Rewrite the records from their start through the line containing "<point>248,523</point>", replacing "drop" with "place" and keeping everything else the same.
*****
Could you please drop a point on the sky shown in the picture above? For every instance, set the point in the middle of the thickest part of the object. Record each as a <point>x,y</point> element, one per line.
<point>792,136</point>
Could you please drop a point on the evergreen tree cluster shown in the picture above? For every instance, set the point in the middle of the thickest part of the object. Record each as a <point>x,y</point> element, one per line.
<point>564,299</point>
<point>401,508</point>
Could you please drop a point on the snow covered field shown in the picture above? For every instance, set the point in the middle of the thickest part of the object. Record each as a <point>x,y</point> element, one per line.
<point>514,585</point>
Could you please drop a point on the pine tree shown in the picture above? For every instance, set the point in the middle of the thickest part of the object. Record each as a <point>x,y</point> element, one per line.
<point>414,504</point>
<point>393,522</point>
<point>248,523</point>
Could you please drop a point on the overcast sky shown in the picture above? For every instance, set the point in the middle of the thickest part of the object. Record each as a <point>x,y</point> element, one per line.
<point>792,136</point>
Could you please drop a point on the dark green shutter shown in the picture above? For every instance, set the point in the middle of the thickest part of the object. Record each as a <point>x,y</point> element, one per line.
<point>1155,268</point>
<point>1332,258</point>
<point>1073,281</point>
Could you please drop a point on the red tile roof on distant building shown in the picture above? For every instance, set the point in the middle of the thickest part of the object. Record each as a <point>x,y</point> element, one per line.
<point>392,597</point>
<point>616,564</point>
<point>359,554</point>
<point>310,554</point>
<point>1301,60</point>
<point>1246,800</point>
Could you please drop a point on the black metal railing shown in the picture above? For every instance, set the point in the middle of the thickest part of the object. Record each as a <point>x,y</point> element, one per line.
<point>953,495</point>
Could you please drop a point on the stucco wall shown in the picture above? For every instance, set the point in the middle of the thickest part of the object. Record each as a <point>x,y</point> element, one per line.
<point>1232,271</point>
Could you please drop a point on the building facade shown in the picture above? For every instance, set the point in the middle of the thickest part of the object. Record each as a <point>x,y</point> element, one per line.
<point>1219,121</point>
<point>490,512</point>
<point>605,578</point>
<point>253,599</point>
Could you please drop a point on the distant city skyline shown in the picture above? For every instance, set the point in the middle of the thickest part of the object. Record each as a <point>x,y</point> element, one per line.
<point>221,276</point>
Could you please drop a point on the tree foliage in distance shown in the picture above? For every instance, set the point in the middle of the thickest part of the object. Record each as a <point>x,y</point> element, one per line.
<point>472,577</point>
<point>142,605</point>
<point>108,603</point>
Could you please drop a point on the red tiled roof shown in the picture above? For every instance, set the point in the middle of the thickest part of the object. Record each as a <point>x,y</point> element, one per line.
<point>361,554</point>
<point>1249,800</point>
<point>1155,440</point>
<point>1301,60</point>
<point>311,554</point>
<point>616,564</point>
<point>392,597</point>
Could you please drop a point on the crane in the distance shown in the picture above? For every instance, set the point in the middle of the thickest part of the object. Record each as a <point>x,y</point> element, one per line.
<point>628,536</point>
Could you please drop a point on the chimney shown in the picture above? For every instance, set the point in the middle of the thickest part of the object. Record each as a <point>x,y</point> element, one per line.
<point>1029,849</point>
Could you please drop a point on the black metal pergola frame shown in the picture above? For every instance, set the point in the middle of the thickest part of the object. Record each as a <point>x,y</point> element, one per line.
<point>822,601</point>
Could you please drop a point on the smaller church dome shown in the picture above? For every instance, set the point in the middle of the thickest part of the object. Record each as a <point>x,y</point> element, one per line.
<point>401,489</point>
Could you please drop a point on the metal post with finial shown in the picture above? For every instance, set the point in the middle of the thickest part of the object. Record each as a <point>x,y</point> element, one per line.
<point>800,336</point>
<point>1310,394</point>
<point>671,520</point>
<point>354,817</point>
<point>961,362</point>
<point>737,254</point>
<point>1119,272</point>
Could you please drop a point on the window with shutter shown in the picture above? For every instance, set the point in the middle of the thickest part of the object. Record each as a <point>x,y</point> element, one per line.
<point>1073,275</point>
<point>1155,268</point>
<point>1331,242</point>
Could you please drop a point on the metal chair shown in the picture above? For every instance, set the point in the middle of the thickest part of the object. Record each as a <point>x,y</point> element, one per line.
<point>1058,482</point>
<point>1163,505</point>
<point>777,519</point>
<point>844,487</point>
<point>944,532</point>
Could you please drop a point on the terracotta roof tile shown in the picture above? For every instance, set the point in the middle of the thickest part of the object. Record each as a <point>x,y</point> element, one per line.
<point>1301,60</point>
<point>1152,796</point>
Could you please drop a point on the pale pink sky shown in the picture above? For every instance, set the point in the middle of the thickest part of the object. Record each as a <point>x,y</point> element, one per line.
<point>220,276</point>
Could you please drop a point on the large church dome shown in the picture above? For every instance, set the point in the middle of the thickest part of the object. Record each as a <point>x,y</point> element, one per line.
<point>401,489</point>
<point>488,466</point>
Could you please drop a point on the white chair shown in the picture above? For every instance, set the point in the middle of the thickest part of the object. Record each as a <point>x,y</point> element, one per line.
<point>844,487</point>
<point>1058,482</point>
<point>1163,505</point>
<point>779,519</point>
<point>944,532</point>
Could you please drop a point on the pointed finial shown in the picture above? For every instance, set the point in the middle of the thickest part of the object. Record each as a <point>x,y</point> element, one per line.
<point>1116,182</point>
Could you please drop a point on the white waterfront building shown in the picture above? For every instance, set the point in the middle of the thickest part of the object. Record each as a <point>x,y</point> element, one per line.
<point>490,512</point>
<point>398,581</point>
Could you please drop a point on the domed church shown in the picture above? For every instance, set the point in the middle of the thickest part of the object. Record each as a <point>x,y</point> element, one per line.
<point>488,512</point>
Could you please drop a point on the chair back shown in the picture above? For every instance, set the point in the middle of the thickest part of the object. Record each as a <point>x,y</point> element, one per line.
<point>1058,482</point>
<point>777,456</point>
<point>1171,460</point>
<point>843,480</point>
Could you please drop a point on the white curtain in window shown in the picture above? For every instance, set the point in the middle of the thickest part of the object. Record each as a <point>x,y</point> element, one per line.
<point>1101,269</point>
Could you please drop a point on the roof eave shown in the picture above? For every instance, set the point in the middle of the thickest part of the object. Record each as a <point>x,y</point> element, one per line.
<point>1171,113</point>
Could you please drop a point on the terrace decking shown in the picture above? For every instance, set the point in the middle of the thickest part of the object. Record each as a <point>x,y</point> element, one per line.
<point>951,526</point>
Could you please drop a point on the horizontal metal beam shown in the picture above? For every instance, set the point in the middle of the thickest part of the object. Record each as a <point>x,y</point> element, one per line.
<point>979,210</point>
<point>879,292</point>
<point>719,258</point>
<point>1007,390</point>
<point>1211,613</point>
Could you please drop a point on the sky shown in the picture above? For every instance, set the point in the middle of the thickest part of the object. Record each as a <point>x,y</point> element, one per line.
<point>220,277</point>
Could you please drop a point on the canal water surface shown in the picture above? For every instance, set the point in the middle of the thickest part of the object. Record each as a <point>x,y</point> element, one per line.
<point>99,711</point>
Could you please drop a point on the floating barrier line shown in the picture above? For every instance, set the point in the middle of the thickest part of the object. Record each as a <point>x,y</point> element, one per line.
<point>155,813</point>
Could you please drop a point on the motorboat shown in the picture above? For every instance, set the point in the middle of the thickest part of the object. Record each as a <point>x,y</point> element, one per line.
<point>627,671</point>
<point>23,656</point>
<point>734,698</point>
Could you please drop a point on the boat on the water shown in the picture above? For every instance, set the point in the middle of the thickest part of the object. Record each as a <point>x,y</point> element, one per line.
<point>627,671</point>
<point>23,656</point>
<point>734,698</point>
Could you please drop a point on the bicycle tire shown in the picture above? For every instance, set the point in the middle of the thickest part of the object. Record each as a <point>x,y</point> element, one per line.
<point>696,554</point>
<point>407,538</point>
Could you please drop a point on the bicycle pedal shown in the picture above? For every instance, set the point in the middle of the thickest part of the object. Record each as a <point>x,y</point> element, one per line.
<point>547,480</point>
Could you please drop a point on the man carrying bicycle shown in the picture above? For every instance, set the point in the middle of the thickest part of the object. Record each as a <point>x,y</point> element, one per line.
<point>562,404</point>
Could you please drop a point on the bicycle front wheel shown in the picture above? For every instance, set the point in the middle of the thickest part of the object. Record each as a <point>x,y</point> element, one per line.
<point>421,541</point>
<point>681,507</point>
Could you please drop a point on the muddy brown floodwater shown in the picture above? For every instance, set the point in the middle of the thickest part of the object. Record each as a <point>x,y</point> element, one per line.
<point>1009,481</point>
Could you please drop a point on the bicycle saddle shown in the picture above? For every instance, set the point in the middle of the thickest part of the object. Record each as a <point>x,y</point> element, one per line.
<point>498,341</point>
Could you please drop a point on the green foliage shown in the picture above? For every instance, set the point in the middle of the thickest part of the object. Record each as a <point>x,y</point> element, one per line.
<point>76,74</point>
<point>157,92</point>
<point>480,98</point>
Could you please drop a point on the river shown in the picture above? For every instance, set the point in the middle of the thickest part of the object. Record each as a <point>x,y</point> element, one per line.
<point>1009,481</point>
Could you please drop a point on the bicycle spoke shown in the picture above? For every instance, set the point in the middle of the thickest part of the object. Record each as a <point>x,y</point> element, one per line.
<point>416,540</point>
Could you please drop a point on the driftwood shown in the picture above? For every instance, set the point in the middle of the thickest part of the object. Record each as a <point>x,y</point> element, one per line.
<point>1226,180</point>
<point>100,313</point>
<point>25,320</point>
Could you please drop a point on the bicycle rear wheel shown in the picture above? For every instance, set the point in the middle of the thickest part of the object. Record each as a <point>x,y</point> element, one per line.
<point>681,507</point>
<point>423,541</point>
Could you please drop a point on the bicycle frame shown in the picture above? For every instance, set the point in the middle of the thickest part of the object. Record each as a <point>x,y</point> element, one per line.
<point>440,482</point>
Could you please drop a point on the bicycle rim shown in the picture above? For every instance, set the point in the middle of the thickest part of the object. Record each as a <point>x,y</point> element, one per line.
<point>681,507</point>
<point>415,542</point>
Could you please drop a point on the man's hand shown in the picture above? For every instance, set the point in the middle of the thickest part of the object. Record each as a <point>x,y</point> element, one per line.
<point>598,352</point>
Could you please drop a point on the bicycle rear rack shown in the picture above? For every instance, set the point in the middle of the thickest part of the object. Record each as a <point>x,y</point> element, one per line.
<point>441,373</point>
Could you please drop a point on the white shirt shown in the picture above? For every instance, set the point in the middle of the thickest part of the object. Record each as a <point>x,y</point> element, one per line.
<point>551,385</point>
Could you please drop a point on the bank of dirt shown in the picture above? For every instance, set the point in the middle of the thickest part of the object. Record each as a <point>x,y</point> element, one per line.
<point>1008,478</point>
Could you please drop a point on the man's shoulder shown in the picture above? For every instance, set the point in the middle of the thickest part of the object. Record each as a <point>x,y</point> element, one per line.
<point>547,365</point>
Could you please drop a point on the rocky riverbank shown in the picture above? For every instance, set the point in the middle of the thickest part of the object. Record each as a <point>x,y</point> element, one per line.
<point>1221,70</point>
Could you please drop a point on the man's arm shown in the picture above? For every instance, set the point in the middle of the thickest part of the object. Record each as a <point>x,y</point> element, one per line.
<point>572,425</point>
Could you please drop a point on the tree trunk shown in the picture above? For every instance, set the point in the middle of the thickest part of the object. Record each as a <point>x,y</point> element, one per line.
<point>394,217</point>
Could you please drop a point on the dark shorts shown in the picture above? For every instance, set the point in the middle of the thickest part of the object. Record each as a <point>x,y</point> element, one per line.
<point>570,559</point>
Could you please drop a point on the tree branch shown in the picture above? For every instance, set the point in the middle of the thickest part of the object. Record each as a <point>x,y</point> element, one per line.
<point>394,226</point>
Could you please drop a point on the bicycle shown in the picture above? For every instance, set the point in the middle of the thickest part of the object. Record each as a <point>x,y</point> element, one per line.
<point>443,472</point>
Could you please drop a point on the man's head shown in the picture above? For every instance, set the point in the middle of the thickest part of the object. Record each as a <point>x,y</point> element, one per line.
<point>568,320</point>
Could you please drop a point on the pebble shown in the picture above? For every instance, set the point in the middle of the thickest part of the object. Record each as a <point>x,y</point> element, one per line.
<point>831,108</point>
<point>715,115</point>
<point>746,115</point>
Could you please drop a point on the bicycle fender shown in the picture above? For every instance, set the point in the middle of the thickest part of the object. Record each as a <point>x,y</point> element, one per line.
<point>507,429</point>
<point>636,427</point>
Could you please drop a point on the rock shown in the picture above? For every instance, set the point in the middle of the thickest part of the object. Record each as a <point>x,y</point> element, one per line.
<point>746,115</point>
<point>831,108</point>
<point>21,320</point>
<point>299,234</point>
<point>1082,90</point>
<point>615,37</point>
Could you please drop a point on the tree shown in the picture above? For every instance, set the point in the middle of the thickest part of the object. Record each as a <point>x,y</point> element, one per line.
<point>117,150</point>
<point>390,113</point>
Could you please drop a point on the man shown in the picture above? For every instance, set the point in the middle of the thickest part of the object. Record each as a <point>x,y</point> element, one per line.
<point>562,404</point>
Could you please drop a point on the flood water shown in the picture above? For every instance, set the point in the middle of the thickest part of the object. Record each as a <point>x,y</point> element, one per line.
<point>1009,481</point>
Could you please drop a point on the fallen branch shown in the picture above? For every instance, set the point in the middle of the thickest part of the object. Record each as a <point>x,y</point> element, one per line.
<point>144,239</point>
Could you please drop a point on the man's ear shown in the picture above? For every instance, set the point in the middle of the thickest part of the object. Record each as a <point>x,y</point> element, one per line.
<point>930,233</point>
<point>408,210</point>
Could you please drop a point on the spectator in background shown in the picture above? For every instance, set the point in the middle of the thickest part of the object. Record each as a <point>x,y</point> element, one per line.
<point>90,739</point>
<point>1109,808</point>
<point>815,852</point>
*****
CORRECT RESPONSE -
Could you please place a point on the sky shown in the picture above? For every instance, set the point in the middle of the thickest part of the object. Record each as a <point>x,y</point> element, one per line.
<point>792,136</point>
Could you please place a point on the evergreen tree cluster shown in the picture above? For every instance, set the point in the middle of the thickest part of the object. Record each as a <point>x,y</point> element, one per line.
<point>564,299</point>
<point>401,508</point>
Could you please place a point on the snow covered field shown in the picture above? For every instance, set the point in the middle of the thickest part of the object. Record each as a <point>x,y</point> element, one per line.
<point>514,585</point>
Could you please place a point on the pine tree shown in the picture above? For every instance, set the point in the middle of the thickest part of the object. Record each as a <point>x,y</point> element, one per line.
<point>414,504</point>
<point>393,522</point>
<point>248,523</point>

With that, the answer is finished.